START Material to process

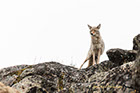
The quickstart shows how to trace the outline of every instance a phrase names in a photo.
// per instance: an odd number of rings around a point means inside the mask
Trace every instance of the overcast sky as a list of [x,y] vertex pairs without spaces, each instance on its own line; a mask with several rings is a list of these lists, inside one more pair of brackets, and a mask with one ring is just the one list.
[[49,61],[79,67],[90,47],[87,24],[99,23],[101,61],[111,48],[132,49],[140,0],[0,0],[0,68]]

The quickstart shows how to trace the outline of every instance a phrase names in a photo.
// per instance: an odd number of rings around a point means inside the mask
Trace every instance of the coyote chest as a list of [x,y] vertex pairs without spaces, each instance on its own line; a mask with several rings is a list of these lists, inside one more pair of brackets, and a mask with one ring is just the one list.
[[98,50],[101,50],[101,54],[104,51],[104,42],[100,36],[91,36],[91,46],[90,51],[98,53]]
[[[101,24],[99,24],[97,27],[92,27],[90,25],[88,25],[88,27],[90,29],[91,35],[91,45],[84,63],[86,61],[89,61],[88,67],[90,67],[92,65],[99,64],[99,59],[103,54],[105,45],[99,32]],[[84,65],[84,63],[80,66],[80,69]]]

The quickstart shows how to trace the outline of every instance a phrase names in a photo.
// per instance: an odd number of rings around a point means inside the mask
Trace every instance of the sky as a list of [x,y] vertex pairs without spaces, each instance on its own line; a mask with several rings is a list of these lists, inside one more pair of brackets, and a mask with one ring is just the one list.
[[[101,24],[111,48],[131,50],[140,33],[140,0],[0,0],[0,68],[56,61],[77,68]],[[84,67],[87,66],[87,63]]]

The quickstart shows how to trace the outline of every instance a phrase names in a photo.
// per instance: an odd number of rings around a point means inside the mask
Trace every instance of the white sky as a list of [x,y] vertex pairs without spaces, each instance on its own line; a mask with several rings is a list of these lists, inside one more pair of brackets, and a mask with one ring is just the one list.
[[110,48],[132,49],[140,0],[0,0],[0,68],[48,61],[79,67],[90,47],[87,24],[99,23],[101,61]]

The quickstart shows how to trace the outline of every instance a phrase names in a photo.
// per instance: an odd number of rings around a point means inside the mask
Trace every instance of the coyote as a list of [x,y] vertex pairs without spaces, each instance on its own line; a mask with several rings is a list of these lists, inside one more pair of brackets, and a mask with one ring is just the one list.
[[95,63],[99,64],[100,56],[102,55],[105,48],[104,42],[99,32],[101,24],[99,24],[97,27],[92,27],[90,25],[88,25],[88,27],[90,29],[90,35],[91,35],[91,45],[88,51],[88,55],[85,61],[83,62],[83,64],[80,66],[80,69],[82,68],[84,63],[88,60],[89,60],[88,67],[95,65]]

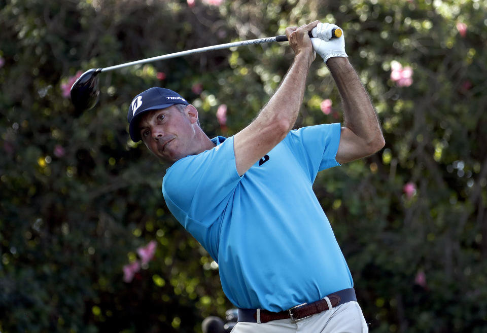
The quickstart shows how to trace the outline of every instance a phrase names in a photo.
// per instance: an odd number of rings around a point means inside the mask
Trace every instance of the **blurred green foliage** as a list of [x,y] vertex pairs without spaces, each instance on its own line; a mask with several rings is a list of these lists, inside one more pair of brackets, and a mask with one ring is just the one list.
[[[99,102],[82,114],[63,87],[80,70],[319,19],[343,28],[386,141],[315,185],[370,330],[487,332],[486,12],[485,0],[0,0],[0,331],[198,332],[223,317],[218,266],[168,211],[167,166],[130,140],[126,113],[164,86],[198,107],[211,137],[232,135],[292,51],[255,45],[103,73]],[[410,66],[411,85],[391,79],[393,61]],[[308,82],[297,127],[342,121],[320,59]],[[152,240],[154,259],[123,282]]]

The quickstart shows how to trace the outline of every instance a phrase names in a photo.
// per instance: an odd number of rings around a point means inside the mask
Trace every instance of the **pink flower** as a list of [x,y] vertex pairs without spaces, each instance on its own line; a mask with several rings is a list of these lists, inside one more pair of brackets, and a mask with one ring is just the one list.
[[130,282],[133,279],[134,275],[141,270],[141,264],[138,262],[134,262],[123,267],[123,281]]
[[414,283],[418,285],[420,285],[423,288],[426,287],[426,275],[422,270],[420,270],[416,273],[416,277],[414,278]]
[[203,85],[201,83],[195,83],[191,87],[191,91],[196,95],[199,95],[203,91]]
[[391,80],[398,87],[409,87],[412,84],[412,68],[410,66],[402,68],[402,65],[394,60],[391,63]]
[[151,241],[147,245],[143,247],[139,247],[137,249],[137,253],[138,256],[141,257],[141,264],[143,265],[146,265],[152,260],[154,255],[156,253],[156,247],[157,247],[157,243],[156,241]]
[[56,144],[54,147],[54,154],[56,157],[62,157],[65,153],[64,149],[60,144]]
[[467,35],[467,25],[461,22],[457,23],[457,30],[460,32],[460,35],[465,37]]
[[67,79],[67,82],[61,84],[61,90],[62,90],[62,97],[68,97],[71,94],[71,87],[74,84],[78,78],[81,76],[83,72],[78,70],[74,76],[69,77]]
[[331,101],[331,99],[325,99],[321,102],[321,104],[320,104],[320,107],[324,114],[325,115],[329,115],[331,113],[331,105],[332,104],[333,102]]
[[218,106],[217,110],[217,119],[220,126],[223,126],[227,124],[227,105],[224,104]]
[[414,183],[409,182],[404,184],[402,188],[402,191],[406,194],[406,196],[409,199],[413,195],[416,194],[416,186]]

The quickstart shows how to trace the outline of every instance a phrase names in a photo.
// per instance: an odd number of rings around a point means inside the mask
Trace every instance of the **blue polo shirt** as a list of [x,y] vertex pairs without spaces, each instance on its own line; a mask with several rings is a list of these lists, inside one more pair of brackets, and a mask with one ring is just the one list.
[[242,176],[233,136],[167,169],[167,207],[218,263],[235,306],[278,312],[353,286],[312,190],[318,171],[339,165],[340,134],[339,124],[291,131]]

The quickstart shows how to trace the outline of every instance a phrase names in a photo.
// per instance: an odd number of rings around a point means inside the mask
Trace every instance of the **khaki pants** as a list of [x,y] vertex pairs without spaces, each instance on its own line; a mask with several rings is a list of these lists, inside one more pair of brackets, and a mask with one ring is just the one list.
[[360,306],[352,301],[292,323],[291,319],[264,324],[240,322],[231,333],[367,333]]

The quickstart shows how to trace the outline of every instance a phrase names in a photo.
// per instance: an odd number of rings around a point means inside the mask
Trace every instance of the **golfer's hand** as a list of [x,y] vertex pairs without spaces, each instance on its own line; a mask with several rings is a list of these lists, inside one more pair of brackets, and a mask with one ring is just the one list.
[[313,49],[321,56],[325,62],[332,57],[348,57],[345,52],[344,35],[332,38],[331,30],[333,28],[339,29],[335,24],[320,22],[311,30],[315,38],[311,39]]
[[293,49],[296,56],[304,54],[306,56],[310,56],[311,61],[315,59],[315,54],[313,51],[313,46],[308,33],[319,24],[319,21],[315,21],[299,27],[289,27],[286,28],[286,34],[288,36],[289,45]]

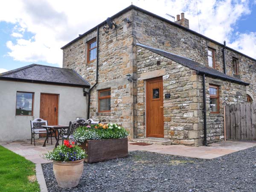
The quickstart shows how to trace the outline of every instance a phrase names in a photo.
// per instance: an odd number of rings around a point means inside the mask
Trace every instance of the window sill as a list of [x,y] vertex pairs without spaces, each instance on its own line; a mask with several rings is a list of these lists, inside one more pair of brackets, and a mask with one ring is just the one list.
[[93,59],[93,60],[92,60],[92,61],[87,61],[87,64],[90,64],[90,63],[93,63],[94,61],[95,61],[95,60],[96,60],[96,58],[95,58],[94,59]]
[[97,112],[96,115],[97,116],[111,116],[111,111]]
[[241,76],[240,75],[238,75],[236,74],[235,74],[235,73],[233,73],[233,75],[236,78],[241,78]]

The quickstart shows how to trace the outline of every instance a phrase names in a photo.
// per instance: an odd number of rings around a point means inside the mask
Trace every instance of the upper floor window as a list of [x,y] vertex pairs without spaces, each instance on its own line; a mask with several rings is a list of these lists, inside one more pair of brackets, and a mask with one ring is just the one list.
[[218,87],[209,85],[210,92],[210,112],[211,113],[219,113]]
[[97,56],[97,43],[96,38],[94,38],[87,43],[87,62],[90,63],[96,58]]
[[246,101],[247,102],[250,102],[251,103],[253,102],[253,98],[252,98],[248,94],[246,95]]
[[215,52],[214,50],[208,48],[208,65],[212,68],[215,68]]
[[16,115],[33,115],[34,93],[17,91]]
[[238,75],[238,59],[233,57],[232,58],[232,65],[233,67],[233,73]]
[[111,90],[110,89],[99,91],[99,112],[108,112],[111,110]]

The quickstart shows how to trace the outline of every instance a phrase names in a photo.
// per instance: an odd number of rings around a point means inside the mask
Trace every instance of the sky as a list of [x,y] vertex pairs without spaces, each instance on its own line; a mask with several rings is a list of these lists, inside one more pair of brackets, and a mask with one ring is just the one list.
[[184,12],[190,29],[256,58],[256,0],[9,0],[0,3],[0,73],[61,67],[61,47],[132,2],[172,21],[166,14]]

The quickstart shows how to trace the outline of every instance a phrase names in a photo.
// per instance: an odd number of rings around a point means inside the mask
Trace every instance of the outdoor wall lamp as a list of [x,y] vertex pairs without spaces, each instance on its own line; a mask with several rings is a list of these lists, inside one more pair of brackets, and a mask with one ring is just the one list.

END Material to process

State how many lines in the records contain the word "coyote". Give only the number.

_Task response:_
2